Convert each of the records below into a JSON list of strings, one string per line, omitting any blank lines.

### RECORDS:
====

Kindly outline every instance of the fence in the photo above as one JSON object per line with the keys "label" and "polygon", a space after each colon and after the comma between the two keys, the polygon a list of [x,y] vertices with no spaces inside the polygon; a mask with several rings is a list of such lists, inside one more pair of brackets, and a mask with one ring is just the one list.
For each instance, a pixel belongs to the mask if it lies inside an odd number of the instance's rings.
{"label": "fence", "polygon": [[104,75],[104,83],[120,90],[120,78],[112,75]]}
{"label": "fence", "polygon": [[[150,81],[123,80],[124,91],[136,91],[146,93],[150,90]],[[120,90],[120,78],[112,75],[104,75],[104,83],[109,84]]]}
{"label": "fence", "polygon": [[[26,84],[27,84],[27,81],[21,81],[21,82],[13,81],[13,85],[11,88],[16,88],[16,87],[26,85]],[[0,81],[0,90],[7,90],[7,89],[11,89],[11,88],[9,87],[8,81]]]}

====

### WORKED ANSWER:
[
  "Kindly outline every instance of the fence in the photo above as one JSON object per line with the keys \"label\" and \"polygon\", a space after each colon and after the comma between the two keys, the polygon a list of [x,y] vertices with no spaces inside the polygon; a mask with several rings is a list of such lists, inside one more pair of brackets, and a mask with one ring is just the one list.",
  "For each instance, a pixel belongs to the mask if it lies inside an odd number of the instance's rings.",
  "{\"label\": \"fence\", \"polygon\": [[104,75],[104,83],[120,90],[120,78],[112,75]]}",
  "{\"label\": \"fence\", \"polygon\": [[[150,81],[123,80],[124,91],[136,91],[146,93],[150,90]],[[120,90],[120,78],[112,75],[104,75],[104,83],[109,84]]]}",
  "{\"label\": \"fence\", \"polygon\": [[[26,84],[27,84],[27,81],[21,81],[21,82],[13,81],[13,85],[11,88],[16,88],[16,87],[26,85]],[[0,81],[0,90],[7,90],[7,89],[11,89],[11,88],[9,87],[8,81]]]}"
]